#### WHAT YOU SHOULD DO:
Extract every line between the one with "Where can you spot the outdoor" and the end of the entries, both included, word for word and free of pictures.

#### LISTING:
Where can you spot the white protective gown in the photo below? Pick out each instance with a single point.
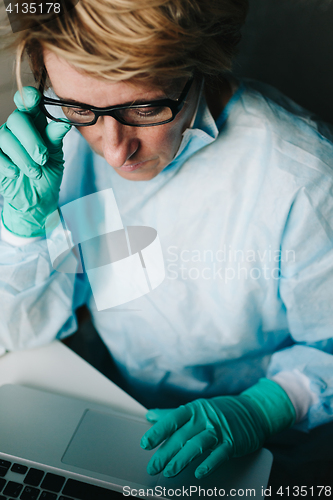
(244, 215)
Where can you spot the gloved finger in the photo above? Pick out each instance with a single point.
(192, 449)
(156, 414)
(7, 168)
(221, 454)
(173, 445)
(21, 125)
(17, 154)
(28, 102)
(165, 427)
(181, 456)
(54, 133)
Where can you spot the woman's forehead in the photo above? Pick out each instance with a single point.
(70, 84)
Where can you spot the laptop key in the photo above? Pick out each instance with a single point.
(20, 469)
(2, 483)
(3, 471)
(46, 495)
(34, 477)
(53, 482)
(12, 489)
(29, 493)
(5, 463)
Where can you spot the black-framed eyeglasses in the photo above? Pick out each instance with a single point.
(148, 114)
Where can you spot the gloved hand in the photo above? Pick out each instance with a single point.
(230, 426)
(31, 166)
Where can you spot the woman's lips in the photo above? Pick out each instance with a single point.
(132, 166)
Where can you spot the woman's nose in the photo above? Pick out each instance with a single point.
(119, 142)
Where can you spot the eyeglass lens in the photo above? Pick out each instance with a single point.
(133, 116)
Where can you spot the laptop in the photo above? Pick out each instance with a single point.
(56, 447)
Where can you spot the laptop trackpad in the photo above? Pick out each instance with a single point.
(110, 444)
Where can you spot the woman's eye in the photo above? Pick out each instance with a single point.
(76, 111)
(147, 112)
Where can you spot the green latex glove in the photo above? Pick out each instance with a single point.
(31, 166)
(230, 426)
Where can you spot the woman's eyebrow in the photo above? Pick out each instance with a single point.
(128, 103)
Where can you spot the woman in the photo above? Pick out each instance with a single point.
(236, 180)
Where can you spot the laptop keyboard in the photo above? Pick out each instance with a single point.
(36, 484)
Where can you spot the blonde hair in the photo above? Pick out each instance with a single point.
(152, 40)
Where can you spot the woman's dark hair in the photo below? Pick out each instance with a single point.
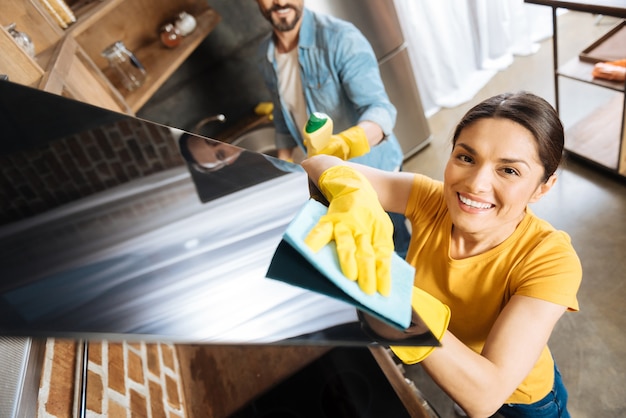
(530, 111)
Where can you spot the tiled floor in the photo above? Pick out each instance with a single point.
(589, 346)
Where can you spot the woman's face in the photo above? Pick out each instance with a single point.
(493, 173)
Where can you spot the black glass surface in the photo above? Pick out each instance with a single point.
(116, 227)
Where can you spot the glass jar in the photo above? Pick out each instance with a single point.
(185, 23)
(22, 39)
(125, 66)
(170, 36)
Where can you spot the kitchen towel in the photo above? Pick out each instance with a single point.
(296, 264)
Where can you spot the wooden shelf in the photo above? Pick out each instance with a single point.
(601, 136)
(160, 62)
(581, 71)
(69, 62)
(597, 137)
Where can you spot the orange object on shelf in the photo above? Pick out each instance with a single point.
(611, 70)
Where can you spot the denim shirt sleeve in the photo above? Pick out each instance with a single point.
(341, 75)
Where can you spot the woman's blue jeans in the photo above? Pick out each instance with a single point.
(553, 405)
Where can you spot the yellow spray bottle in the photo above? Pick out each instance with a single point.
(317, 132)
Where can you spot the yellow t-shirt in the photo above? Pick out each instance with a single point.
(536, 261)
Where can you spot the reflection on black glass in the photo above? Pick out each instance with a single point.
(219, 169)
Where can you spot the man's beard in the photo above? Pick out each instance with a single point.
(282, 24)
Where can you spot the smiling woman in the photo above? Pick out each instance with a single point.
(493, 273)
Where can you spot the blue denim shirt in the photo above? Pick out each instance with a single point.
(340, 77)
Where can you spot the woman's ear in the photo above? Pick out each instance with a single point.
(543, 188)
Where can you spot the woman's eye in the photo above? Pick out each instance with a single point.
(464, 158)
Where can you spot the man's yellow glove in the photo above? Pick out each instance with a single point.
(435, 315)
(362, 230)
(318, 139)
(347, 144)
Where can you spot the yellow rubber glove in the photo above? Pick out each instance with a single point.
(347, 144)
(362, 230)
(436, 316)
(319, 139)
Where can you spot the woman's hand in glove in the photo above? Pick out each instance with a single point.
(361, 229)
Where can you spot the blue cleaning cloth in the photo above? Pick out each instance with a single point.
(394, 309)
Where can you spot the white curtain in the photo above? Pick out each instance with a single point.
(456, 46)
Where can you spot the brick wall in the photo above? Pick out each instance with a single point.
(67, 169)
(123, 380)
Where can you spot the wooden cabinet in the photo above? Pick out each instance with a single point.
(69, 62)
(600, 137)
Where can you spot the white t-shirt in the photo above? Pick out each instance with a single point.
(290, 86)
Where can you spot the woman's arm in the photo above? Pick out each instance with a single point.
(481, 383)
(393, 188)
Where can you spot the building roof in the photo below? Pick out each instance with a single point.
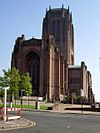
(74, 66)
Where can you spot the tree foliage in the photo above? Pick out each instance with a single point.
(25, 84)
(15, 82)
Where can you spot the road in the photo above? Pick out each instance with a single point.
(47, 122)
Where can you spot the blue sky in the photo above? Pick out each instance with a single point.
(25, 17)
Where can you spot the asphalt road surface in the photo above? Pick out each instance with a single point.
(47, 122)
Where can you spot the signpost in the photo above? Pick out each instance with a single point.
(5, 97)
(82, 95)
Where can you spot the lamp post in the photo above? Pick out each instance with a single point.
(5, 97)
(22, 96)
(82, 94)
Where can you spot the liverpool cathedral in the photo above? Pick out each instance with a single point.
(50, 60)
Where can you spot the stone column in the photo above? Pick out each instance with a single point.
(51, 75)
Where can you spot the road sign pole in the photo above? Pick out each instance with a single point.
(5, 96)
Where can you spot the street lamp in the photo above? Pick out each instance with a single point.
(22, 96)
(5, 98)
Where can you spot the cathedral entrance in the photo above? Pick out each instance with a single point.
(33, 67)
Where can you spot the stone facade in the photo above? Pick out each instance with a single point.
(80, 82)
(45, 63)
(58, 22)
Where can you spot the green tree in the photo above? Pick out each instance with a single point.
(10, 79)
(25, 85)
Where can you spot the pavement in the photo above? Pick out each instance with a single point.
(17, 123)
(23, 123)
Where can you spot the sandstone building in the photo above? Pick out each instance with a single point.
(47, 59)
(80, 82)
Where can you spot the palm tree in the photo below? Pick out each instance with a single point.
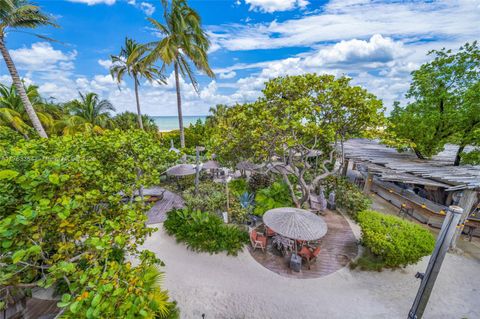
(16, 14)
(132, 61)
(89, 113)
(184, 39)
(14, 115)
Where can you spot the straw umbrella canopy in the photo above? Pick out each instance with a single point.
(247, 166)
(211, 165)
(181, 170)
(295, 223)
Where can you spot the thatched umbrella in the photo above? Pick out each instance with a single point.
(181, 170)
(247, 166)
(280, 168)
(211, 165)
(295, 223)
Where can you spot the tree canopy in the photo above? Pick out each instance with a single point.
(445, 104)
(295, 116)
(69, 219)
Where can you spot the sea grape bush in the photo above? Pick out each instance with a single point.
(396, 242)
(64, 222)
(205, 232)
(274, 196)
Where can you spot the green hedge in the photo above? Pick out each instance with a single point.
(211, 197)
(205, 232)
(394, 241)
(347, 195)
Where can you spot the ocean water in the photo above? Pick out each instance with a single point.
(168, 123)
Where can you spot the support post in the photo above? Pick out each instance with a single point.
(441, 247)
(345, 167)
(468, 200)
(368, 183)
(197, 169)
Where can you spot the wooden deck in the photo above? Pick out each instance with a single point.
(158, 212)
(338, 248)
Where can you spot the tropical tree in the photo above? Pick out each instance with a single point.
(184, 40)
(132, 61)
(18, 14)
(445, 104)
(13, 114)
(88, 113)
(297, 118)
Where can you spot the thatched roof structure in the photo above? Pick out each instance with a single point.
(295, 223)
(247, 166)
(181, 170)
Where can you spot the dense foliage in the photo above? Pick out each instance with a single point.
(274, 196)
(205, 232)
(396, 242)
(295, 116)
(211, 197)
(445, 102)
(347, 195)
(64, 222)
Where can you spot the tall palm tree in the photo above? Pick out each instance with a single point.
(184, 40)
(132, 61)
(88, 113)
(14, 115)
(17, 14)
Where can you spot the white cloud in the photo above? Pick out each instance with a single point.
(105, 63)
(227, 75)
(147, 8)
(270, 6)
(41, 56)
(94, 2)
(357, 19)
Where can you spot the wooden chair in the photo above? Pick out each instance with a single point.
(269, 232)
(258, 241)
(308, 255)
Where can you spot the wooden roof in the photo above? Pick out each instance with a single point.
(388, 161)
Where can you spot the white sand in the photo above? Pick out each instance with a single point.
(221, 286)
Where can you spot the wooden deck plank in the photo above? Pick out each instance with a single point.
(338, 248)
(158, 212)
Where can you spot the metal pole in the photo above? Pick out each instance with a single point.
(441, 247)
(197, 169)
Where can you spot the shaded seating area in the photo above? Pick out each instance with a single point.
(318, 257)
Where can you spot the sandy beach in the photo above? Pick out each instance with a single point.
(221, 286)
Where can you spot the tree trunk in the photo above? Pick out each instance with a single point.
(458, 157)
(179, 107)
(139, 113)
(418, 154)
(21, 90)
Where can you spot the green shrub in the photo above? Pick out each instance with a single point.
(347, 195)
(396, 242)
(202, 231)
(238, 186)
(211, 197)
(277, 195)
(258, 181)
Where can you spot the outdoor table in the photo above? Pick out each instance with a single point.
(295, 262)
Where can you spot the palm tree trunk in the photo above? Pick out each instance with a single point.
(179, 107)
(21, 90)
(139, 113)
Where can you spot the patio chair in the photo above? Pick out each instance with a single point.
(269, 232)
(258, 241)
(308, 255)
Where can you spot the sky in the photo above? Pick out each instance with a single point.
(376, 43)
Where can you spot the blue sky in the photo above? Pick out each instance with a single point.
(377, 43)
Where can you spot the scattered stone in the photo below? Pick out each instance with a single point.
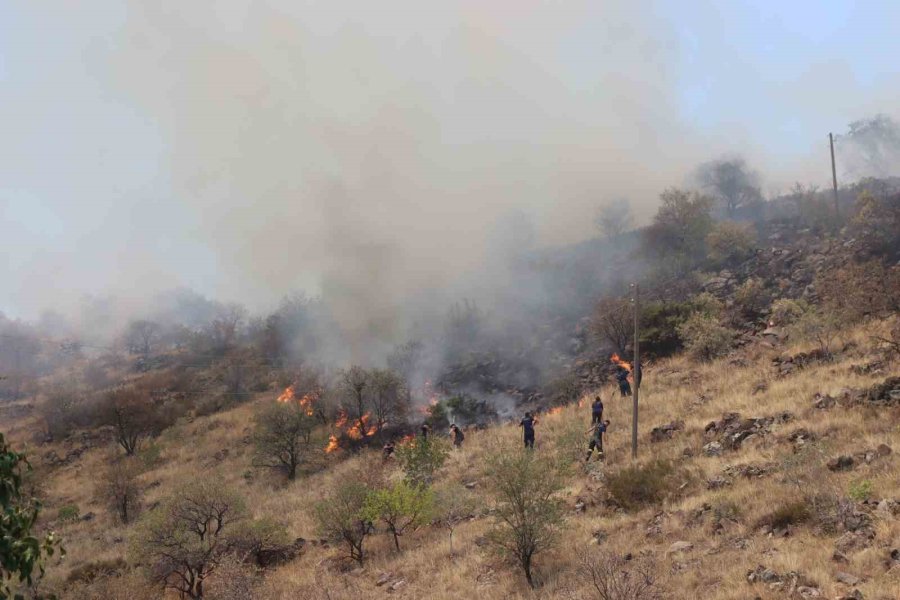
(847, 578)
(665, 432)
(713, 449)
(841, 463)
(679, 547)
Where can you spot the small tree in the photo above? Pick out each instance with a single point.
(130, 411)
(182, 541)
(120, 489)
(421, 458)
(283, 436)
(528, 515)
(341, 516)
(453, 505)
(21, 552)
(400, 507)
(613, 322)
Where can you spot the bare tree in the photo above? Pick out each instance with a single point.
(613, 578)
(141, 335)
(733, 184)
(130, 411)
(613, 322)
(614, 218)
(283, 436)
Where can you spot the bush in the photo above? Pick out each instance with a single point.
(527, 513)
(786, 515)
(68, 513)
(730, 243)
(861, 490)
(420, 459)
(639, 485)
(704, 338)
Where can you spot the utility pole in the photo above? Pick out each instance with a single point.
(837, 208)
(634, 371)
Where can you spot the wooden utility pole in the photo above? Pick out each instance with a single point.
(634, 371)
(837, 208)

#### SOLUTION FOR THIS TASK:
Where can you spot the outdoor table in the photo above? Pick out each instance with a single point.
(295, 262)
Where can you spot the palm tree trunk in the photo above? Pick out each instance with a single point.
(179, 107)
(21, 90)
(139, 113)
Where can you spot the patio chair in the photo above? Pick out each instance with a single point.
(269, 232)
(258, 241)
(308, 255)
Where can you spot the sky in the photo above? Pick out each instance with a single point.
(376, 43)
Where can you spot the blue sky in the photo above? Pick out each instance with a single point.
(377, 43)
Where can you spot the scattered stone in the photo below? Pick out each instance with a single point.
(847, 578)
(665, 432)
(713, 449)
(841, 463)
(679, 547)
Where can you spot the small tree in the photo above? Pick out each instance with a single point.
(130, 411)
(182, 541)
(120, 489)
(421, 458)
(283, 436)
(528, 515)
(341, 516)
(453, 505)
(21, 552)
(400, 507)
(613, 322)
Where can you spot the bare tree in the photo above? Pick out each instance with a single point.
(613, 578)
(141, 335)
(733, 184)
(130, 411)
(613, 322)
(614, 218)
(283, 436)
Where can you spot the bush in the photo above? Pick out each instance with a single point.
(527, 513)
(786, 515)
(68, 513)
(730, 243)
(861, 490)
(420, 459)
(639, 485)
(704, 338)
Where can you spot the utility pole in the photo above? Pick out each instance with a single point.
(837, 208)
(634, 371)
Where can you spot the wooden utility pole in the photo above? Pick out each instance with a single point.
(634, 371)
(837, 208)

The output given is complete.